__Tâche demandée 1__:
Résumez en deux phrases l'extrait sur la chanson de la jeune chanteuse.
__Tâche demandée 2__:
Prolongez l'extrait sur la chanson de la jeune chanteuse à la suite de sa dernière phrase.

__Extrait__:

Je le dis tout de go : nul n'est obligé d'aimer la chanson que je vous propose ci-dessous. Si, d'aventure, cette musique vous insupporte au plus haut point, c'est votre droit ; vous pourrez toujours en retrouver les paroles n'importe où sur Internet.
De toute manière, je n'ai pas l'intention d'écrire au sujet de l'art (ou pas), c'est juste une introduction. Simplement, vous allez voir, ce n'est pas pour le plaisir d'avoir un lecteur Youtube intégré à mon billet que j'ai choisi de vous proposer ce clip. Parce qu'il m'arrive de ne pas chanter pour ne rien dire, tout autant que cette jeune chanteuse.

Car figurez-vous que oui, je crois que cette petite jeune fille de 15 ans a quelque chose à dire, au-delà des paroles pas ultra profondes et de sa jolie petite voix d'encore très jeune artiste formatée par une grosse boîte à musique.
Analysons rapidement : une jeune fille, mignonne comme tout, bien fringuée, se baladant dans le 15e arrondissement de Paris, ce qui laisse supposer qu'elle n'est pas trop misérable. Tout pour plaire, tout pour être heureuse, non ? Sauf que non. Ses paroles et son visage témoignent que non. Et pourquoi ? Parce qu'elle ne croit plus en l'amour (je résume, hein, mais je ne crois pas être loin de ce qu'elle exprime : "Est ce que toi aussi / Tu croyais que l'amour / Ça durait toute la vie / Que c'était pour toujours", ce n'est pas moi qui l'invente. Et ce n'est qu'un extrait, relisez donc, ne serait-ce que le refrain !).

__Liste fournie__:

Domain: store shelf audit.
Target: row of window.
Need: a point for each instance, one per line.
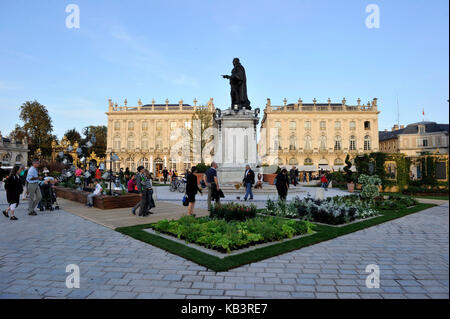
(6, 158)
(323, 143)
(157, 164)
(323, 125)
(159, 125)
(307, 162)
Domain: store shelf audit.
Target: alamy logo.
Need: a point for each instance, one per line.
(373, 19)
(73, 280)
(373, 279)
(73, 19)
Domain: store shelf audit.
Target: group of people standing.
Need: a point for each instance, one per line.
(18, 180)
(144, 186)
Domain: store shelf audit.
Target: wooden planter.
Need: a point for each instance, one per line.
(351, 187)
(431, 194)
(269, 178)
(391, 189)
(102, 202)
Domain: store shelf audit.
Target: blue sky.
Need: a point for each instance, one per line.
(178, 50)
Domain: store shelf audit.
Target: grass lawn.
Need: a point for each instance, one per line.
(323, 233)
(446, 197)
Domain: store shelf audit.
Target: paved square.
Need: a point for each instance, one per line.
(412, 253)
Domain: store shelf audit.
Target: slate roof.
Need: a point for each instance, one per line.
(430, 127)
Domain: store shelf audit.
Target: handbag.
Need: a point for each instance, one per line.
(185, 200)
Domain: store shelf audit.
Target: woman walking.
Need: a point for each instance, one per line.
(148, 183)
(13, 188)
(282, 184)
(192, 189)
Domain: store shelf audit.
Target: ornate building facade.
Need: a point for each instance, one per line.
(317, 136)
(13, 152)
(152, 135)
(415, 139)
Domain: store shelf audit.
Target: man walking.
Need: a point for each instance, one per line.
(249, 180)
(212, 183)
(292, 176)
(33, 187)
(141, 189)
(165, 174)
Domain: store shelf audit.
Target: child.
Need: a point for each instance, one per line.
(97, 191)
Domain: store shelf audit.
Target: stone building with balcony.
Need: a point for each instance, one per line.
(415, 139)
(317, 136)
(152, 135)
(13, 152)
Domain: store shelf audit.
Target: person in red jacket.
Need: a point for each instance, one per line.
(98, 174)
(324, 181)
(132, 184)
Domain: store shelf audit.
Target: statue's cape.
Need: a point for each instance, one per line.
(239, 79)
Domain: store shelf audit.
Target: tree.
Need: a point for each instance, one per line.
(202, 120)
(73, 136)
(38, 126)
(100, 133)
(19, 133)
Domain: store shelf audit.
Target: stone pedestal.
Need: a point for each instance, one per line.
(235, 144)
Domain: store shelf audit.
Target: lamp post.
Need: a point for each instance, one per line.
(110, 173)
(112, 158)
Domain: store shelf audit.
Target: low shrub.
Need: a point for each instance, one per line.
(395, 202)
(232, 211)
(218, 234)
(411, 190)
(334, 211)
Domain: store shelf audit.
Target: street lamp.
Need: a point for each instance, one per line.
(113, 158)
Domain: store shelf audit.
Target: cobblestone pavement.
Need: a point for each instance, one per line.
(412, 253)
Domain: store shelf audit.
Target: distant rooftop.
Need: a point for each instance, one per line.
(430, 127)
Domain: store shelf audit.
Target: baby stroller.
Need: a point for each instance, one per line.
(48, 201)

__Réponse rédigée 1__:
Le billet prévient que personne n'est obligé d'aimer la chanson proposée, mais explique que ce clip a été choisi parce qu'il a quelque chose à dire. Selon le billet, la chanteuse de 15 ans, mignonne, bien habillée et apparemment pas misérable, n'est pourtant pas heureuse : ses paroles et son visage montrent qu'elle ne croit plus en l'amour.

__Réponse rédigée 2__:
Forcément, tu l'as vue, comme moi (enfin, tu l'aurais vue, si le clip que j'avais proposé à l'époque où j'ai écrit cet article n'avait pas disparu mystérieusement d'Internet... je l'ai remplacé, mais la phrase qui suit n'a plus grand sens avec le clip actuel), en 3:42, passer dans les bras (et dans le lit ; même en rêve, c'est significatif, non ?) de trois types qu'on voit quelque instants après avec une autre fille. L'amour, elle peut ne plus y croire, puisqu'elle a été déçue trois fois (et que, d'ailleurs, elle a peut-être elle-même déçu trois fois)...

Je reviens d'une chouette retraite avec des jeunes de son âge. Combien en ai-je récupérés en larmes à cause d'une histoire analogue ? Et comment devais-je réagir devant ces deux jeunes enlacés, s'embrassant à pleine bouche comme s'ils étaient sur une île déserte, alors que nous étions cinquante à moins de 7 mètres à la ronde, dans cette station-service sur le chemin du retour ? J'avoue, je n'ai rien dit, rien fait. J'avais juste passé une demie-heure, le matin même, à leur parler de leur vocation à se donner totalement à une personne, soit dans le mariage, soit dans le célibat consacré, et je sais que ça en a scotchés un certain nombre. Ils s'étaient connus à la retraite. 4 jours.

Et ce texto d'une jeune fille à peine plus âgée qu'eux, reçu hier soir : "Pas facile ces temps-ci, je ne suis plus avec Jean-Kévin depuis deux semaines". J'en fais quoi ? Que lui répondre ?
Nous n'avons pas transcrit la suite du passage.